_PROBLEM REQUIREMENTS_
Please print every line from the one containing "the green leaf" through the last line of the records below, exactly as written and nothing more.

_ENTRIES SUPPLIED_
•••

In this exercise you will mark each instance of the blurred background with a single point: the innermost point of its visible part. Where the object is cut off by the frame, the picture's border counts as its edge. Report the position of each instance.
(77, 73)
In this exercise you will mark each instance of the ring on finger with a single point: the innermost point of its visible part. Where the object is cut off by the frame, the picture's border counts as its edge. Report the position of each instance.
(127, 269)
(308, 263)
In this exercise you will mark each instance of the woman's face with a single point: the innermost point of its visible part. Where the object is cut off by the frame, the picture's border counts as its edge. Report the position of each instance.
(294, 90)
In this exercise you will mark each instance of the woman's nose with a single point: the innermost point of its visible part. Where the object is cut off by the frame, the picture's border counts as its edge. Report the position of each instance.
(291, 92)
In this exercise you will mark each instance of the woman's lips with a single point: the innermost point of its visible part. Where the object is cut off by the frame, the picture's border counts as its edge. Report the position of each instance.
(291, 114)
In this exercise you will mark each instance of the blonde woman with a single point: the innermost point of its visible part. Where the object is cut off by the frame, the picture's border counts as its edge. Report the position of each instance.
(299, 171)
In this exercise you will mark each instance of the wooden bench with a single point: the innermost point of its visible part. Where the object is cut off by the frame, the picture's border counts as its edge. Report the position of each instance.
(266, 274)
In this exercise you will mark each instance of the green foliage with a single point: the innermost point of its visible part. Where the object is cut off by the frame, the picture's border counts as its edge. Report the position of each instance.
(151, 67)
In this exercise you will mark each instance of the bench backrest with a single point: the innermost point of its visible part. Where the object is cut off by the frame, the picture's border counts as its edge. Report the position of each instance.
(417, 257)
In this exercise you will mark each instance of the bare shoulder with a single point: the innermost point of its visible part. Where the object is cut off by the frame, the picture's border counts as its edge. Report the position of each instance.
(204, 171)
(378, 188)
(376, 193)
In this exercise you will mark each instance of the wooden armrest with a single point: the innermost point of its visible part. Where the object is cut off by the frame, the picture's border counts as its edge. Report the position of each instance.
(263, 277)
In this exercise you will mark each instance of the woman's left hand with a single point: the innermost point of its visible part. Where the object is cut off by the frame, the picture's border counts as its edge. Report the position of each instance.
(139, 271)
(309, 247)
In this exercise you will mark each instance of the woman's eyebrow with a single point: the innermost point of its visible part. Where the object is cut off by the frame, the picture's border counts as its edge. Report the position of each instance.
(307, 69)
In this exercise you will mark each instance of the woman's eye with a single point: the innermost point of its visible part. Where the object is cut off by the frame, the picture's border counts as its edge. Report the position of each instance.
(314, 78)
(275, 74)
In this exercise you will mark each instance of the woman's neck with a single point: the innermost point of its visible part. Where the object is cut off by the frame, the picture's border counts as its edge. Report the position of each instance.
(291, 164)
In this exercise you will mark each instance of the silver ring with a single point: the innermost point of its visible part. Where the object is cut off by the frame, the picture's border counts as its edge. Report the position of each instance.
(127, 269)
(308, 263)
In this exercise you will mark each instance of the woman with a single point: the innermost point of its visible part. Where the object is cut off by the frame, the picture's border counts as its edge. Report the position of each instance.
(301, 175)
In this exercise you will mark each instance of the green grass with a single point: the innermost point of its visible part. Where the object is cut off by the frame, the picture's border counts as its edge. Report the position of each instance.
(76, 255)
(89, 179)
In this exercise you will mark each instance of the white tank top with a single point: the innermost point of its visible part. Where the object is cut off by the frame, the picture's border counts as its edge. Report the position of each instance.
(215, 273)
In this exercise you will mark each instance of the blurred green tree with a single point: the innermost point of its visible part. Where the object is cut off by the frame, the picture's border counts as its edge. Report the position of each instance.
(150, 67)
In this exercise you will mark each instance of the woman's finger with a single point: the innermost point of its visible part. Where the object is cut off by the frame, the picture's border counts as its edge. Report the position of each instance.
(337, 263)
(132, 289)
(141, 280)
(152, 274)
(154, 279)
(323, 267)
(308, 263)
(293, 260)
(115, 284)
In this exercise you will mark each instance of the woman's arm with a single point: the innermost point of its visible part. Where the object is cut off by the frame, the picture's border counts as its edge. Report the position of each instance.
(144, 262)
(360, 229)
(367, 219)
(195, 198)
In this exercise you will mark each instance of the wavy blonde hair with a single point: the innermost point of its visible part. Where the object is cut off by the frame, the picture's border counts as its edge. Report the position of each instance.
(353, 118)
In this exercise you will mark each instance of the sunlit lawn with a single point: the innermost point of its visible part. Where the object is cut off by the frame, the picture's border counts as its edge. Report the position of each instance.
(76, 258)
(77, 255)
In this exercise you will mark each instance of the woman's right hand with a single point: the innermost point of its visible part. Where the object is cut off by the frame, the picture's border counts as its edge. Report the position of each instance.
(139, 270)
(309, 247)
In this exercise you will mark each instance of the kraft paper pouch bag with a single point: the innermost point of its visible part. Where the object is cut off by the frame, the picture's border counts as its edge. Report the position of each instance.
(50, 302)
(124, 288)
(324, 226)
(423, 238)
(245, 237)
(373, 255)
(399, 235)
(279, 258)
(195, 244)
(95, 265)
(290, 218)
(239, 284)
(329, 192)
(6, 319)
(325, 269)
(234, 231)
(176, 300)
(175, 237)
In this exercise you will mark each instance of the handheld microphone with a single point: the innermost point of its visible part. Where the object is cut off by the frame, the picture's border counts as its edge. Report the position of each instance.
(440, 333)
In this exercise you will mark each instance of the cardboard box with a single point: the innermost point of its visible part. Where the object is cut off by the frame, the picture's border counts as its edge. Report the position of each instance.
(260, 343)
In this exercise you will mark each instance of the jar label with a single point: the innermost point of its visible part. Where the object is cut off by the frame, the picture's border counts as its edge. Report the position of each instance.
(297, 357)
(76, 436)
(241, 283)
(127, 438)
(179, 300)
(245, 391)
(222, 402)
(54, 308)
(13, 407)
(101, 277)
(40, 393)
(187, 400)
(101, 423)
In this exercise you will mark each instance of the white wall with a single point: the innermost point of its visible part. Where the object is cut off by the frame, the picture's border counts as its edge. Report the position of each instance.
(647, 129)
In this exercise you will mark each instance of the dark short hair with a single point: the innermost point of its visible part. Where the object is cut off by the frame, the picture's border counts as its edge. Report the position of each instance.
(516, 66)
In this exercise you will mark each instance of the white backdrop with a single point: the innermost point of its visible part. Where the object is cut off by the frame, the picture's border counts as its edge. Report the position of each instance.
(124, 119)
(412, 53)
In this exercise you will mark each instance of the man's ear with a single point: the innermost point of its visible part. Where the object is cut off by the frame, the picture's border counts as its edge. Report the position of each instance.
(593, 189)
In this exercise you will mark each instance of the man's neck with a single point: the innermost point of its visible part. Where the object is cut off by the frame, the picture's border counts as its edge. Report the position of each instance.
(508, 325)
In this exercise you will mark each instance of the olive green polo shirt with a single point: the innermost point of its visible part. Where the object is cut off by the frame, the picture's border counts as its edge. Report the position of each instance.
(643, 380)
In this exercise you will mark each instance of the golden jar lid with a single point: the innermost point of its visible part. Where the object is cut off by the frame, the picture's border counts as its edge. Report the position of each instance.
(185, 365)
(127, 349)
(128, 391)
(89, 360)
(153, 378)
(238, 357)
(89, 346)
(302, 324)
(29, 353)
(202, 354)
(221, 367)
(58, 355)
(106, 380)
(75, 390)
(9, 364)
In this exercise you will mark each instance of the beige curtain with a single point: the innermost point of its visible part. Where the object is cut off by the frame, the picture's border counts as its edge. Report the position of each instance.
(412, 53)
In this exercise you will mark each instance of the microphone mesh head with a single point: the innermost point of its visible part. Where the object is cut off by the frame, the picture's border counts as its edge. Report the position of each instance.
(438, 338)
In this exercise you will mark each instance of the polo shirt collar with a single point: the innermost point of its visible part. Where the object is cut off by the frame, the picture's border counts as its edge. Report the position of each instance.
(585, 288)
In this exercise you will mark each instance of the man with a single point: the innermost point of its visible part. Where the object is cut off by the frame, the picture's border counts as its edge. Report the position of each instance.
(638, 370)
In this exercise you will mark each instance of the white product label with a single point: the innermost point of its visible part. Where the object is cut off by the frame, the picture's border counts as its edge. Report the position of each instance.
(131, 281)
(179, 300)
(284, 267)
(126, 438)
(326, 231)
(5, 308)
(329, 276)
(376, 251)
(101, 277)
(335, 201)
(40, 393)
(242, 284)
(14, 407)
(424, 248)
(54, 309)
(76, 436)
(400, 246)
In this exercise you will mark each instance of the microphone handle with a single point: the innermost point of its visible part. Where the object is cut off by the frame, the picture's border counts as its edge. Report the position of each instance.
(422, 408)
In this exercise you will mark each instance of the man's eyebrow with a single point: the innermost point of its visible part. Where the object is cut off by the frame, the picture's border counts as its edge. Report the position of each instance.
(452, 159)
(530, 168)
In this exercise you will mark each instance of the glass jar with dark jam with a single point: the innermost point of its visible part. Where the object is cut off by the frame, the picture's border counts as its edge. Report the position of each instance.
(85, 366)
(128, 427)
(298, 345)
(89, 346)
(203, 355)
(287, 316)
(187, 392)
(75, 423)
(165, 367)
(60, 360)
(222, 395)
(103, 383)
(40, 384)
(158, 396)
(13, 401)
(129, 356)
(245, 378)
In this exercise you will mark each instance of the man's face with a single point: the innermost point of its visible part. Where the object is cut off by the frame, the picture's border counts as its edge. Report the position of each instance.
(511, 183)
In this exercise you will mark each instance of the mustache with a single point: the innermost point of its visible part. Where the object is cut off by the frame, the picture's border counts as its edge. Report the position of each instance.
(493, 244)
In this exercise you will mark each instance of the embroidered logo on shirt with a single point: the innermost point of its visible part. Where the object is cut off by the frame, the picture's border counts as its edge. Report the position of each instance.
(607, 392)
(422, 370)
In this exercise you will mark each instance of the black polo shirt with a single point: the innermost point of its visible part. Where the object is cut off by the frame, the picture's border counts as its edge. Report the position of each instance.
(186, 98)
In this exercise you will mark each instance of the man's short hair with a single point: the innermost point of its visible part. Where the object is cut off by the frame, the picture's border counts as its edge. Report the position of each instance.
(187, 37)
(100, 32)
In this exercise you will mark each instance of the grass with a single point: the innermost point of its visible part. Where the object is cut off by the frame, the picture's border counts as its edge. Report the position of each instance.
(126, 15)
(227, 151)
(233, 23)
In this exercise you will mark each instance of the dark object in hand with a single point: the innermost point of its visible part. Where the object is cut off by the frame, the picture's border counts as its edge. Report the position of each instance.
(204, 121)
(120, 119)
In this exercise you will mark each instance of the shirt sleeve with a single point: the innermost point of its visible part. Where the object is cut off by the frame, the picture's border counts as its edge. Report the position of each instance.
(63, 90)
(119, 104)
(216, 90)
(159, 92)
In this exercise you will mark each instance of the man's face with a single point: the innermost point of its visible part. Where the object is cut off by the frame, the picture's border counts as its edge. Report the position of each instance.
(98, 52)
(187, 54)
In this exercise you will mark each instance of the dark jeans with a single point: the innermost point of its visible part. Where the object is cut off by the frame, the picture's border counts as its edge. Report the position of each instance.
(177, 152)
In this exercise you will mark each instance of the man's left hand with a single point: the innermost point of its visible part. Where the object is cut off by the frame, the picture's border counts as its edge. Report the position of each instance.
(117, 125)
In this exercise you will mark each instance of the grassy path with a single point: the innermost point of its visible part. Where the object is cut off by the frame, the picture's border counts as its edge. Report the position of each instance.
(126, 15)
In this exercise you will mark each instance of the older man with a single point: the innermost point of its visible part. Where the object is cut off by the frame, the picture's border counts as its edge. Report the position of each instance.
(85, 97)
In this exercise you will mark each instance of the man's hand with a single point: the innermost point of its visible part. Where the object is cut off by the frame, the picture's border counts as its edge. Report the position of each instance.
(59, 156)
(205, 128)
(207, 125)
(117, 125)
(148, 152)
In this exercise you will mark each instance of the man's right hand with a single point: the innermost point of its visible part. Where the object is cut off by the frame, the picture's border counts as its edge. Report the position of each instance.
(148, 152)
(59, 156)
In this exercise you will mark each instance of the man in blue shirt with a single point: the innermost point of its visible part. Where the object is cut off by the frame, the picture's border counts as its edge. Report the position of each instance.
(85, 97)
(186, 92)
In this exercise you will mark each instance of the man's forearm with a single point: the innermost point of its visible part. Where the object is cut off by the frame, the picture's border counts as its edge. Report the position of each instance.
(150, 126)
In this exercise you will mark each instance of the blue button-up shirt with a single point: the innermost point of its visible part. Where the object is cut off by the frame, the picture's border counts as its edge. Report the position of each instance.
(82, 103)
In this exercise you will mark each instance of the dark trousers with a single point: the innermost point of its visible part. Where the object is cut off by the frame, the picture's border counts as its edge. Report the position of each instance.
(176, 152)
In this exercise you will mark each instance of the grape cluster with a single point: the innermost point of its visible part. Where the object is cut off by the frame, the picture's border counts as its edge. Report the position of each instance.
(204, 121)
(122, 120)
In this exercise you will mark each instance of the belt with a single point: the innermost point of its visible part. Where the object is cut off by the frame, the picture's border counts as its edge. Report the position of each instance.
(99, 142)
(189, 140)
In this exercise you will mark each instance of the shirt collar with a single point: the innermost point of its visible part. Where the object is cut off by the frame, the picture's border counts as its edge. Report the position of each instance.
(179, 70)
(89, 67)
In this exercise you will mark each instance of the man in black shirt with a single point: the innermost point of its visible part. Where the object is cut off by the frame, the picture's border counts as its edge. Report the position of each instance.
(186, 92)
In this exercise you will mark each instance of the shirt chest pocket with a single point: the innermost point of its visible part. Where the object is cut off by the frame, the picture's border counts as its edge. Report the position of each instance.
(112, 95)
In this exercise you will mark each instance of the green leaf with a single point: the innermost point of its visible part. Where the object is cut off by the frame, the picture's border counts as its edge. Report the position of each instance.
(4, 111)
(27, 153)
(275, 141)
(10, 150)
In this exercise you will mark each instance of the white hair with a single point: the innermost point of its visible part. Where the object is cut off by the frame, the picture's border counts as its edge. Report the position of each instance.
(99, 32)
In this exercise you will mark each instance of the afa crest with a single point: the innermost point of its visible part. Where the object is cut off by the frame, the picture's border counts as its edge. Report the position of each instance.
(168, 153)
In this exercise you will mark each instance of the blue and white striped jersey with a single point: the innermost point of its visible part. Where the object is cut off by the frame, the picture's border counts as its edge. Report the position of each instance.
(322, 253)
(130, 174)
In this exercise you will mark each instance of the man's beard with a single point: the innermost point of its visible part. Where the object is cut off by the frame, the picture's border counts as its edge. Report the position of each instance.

•••

_FINAL ANSWER_
In this exercise you will mark each instance of the green leaf with a single point: the innermost point of its visible part. Where the object is cut off by the frame, the picture's border counts as its edge. Report the position of each instance.
(4, 111)
(27, 153)
(275, 141)
(10, 150)
In this exercise you will mark each instance of the white hair with a single point: the innermost point of its visible part. Where the object is cut off by the frame, the picture's border counts as its edge. Report the position of each instance.
(99, 32)
In this exercise you will mark each instance of the afa crest with a single point: the innermost point of its visible part. Where the object is cut off by the frame, the picture's border counts as its edge. Report the position of each instance.
(168, 153)
In this exercise you will mark each instance of the blue and white striped jersey with a single point: the innermost point of its visible part. Where the object is cut off by the frame, the picture's border counts as its edge. Report the position of each instance.
(322, 253)
(130, 174)
In this exercise you will mark each instance of the man's beard with a single point: the innermost point of its visible part. Where the object is cut off by the frame, the picture's border counts as its edge. Report the position of each instance.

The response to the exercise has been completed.